__Task brief__. Reproduce each record exactly, leaving out no line.

##### Listed entries #####

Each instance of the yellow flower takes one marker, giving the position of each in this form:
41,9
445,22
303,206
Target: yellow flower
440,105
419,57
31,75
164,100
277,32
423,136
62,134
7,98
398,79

#####

__Task solution__.
Each instance of the yellow flower takes one marker, giving the position of each in this form:
41,9
445,22
303,206
Target: yellow flower
440,105
419,57
31,75
164,100
277,32
423,136
62,134
7,98
398,79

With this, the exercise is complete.